■ **Exercise details**: Reproduce the entries shown below only from the line with "point(195, 199)" down to the line with "point(211, 222)", keeping both end lines and copying each one exactly.
===============
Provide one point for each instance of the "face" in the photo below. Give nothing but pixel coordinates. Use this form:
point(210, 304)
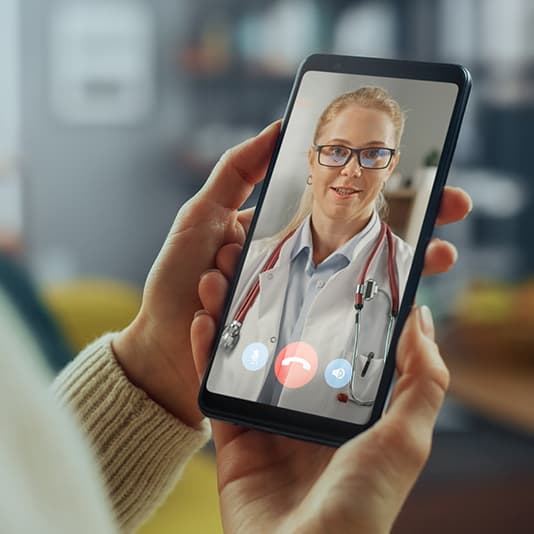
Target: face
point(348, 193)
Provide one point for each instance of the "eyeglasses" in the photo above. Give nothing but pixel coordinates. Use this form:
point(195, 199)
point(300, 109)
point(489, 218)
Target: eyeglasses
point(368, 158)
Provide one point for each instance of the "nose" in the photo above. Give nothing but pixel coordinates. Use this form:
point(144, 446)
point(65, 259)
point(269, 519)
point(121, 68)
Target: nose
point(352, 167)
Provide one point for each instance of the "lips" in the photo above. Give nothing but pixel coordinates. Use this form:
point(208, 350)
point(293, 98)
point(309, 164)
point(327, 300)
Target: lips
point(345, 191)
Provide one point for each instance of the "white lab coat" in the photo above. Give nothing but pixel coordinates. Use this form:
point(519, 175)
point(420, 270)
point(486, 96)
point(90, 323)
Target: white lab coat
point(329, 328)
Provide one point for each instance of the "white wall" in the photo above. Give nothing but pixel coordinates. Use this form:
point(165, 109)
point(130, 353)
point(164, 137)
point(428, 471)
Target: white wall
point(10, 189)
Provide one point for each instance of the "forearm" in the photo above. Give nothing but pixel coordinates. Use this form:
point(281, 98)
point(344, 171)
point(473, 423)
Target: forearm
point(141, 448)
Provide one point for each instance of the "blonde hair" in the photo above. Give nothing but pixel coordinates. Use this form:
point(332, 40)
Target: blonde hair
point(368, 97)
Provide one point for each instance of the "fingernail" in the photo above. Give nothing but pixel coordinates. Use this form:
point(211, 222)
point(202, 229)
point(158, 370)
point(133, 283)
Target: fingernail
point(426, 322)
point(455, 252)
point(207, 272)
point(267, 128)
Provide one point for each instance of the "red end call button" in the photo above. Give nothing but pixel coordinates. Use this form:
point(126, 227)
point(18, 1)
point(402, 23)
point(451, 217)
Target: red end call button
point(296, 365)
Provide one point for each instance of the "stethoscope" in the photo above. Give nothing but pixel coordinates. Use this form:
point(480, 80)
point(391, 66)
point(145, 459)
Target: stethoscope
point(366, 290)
===============
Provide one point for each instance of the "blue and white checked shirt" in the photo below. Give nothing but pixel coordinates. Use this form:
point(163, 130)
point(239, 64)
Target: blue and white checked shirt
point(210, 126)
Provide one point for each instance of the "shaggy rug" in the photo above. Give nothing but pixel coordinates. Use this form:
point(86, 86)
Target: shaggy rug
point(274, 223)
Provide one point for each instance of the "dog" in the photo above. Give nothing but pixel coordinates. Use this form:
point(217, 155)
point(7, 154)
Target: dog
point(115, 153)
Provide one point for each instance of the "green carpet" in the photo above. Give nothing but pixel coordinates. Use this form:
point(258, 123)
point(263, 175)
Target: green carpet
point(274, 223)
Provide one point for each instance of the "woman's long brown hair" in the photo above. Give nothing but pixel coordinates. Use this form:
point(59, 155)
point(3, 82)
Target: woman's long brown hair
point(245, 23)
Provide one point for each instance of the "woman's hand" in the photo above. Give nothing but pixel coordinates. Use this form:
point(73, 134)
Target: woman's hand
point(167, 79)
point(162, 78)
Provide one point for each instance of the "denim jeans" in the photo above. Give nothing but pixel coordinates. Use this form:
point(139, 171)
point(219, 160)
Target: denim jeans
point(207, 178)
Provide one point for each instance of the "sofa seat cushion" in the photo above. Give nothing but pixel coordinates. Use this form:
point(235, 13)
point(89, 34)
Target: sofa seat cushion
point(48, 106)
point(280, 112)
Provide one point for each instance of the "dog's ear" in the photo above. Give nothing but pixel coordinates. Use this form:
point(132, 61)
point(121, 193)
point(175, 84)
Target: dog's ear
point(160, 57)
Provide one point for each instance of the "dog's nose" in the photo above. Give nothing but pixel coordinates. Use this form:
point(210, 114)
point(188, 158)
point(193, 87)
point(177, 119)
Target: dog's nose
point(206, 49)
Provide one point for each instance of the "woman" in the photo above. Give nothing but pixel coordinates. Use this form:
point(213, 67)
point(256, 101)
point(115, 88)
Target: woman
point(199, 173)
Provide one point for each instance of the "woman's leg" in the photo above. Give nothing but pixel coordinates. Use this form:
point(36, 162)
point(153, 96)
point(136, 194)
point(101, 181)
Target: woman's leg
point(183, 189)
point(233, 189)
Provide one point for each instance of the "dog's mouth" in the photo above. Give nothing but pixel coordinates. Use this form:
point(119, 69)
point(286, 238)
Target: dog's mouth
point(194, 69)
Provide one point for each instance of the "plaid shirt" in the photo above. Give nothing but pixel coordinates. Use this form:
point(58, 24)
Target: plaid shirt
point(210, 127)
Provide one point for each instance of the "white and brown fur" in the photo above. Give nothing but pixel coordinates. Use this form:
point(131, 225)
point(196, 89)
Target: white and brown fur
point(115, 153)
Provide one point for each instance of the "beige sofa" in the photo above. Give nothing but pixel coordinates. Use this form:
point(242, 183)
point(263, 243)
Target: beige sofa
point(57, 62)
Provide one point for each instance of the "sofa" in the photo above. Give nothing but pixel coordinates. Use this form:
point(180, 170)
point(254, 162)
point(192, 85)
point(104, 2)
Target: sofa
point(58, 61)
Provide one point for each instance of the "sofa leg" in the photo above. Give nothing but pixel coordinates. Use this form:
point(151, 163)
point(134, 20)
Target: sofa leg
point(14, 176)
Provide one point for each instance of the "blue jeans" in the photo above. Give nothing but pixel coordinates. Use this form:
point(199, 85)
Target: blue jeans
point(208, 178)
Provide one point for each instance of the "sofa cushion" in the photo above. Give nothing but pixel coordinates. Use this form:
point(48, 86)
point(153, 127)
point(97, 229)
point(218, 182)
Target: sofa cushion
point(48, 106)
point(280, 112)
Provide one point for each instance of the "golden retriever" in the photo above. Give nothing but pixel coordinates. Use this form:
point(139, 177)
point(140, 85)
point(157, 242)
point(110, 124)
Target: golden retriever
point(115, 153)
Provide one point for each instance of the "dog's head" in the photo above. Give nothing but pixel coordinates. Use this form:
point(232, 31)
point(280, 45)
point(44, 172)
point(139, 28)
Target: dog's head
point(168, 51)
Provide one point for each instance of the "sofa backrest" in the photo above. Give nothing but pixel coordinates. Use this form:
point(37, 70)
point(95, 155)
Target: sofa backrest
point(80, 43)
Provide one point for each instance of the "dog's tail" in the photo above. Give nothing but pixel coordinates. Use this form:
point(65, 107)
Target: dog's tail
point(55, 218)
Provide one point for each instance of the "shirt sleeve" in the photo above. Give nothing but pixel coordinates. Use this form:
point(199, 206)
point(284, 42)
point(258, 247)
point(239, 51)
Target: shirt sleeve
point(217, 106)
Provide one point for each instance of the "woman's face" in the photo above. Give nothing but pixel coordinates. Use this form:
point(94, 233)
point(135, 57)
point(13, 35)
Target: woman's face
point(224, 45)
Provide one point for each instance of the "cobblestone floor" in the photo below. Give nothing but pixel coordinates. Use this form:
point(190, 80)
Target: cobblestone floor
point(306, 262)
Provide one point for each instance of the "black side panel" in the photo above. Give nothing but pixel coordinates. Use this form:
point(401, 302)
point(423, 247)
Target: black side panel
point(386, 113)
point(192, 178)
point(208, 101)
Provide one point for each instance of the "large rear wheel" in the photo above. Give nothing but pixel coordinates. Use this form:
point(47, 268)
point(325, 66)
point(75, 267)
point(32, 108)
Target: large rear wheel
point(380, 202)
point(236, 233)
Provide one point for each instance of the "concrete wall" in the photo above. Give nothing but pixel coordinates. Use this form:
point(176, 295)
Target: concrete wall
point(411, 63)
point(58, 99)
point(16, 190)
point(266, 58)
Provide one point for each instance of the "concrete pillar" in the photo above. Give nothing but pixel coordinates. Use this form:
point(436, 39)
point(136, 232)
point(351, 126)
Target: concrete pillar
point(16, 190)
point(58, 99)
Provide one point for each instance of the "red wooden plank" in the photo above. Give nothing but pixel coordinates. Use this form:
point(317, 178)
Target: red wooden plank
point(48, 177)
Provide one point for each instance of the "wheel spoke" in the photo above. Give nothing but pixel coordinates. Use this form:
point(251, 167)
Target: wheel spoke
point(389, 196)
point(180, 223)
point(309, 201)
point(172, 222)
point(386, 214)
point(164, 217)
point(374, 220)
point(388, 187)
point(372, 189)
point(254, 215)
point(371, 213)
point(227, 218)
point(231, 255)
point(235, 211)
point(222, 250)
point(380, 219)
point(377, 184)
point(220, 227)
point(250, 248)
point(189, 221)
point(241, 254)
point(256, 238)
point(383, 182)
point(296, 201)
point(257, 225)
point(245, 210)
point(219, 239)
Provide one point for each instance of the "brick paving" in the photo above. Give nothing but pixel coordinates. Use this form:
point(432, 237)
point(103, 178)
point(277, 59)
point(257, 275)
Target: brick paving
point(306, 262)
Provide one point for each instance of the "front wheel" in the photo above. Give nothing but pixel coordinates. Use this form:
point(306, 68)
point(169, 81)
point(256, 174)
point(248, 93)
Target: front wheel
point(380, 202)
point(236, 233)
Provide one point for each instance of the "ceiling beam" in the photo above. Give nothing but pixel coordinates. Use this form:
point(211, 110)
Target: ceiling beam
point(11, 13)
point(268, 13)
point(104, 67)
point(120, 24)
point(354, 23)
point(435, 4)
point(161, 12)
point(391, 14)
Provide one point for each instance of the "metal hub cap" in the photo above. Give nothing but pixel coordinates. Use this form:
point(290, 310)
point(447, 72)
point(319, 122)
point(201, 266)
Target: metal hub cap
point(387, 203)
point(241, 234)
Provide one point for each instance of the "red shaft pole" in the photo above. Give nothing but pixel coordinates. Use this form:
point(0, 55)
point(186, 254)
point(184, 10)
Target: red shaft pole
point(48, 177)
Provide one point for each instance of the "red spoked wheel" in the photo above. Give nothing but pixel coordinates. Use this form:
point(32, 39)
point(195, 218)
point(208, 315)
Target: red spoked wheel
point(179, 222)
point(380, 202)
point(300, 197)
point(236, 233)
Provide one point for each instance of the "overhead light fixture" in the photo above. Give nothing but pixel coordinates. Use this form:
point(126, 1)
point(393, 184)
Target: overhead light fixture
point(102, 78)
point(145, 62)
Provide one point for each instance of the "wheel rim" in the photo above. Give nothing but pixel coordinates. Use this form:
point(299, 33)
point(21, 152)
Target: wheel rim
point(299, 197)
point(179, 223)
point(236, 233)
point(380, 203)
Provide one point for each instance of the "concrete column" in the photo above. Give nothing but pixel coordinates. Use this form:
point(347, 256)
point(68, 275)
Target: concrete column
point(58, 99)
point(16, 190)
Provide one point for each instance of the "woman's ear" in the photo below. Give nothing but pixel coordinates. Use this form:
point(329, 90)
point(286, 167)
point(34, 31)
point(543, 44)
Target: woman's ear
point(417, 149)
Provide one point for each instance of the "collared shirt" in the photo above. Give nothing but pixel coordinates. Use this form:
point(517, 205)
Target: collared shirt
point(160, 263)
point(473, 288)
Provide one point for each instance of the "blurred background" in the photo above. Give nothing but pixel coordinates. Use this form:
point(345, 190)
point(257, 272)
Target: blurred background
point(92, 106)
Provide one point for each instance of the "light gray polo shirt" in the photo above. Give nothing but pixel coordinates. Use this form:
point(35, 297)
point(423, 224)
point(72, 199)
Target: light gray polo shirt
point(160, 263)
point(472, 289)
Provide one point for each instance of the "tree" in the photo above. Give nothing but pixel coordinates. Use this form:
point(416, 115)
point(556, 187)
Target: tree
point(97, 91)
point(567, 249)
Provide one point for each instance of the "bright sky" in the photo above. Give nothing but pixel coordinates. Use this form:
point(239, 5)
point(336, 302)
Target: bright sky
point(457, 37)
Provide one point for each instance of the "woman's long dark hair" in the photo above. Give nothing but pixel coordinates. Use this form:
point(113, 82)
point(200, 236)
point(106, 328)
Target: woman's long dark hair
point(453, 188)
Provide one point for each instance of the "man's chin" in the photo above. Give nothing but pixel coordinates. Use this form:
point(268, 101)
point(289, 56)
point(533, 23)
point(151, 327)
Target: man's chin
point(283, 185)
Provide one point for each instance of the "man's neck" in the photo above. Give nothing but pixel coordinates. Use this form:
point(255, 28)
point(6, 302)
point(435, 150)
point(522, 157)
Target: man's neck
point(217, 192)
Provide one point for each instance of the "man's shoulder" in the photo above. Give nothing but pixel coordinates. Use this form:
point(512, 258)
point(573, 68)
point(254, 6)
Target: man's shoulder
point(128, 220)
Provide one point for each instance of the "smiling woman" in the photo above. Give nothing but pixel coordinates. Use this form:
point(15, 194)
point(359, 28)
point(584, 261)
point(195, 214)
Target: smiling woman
===============
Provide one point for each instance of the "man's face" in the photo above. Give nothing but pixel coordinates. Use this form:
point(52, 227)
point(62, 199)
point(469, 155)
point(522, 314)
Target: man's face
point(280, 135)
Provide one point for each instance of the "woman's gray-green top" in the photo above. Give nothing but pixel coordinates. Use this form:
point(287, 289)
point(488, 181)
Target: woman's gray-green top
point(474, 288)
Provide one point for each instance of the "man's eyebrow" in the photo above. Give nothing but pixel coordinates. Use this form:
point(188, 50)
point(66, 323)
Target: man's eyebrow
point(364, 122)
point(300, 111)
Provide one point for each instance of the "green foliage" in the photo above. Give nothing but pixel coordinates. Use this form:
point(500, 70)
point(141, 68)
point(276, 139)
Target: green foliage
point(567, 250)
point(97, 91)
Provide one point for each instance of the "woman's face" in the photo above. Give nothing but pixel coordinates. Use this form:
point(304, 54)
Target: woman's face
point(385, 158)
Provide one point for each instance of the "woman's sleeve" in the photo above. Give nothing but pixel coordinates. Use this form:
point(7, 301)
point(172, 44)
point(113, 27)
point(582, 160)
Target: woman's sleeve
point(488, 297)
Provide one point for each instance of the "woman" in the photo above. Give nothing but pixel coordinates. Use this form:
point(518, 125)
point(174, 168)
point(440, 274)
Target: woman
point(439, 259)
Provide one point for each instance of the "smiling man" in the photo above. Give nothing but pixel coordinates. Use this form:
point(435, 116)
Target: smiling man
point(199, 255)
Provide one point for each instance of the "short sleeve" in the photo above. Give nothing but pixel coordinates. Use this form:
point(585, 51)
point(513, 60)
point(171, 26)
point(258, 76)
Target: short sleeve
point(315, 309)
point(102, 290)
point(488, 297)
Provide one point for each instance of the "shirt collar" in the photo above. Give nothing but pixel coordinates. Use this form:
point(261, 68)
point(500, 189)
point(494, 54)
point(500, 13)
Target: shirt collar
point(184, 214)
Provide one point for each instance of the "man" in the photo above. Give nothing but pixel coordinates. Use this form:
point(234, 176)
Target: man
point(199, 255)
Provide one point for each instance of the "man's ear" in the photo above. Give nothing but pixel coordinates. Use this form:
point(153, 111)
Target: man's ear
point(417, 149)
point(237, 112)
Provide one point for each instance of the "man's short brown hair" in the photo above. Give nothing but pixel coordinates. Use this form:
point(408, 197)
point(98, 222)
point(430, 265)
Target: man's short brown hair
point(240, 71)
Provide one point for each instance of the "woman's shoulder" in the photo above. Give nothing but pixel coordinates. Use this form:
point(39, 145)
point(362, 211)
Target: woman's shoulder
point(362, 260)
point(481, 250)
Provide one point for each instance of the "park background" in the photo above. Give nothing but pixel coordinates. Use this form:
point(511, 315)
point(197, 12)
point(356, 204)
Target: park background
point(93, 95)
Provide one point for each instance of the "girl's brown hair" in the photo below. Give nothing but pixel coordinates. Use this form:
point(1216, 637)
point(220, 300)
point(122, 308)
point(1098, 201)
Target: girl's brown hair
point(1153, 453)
===============
■ **Response below**:
point(195, 199)
point(300, 109)
point(489, 218)
Target: eyeglasses
point(368, 158)
Provide one point for each instance of the "nose" in the photo above. Give nothing but pixel coordinates. Use this form:
point(144, 446)
point(65, 259)
point(269, 519)
point(121, 68)
Target: nose
point(352, 167)
Provide one point for each instance of the "lips" in the photo above. Give nothing but pixel coordinates. Use this form:
point(208, 350)
point(293, 98)
point(309, 164)
point(327, 300)
Target: lips
point(345, 191)
Provide one point for each instance of the "white lab coat" in the photo above. Give nothing but pixel coordinates. Use this form:
point(519, 175)
point(420, 270)
point(486, 96)
point(90, 323)
Target: white lab coat
point(329, 328)
Provide one point for each instance of the "white wall" in the photo above. Give nothing but pixel coordinates. Use this form:
point(165, 109)
point(130, 353)
point(164, 137)
point(428, 471)
Target: white wall
point(10, 189)
Provide one point for each instance of the "forearm" in the photo above. Give nothing but pixel coordinates. Use this form:
point(281, 98)
point(344, 171)
point(473, 423)
Target: forearm
point(141, 448)
Provide one point for each instance of the "blonde hair" in the photo above. Give nothing but pixel coordinates. Use this form:
point(332, 40)
Target: blonde hair
point(368, 97)
Provide one point for each instance of the "fingernail" in the photo above. Give nothing but pixel coordinates. Use this form:
point(211, 222)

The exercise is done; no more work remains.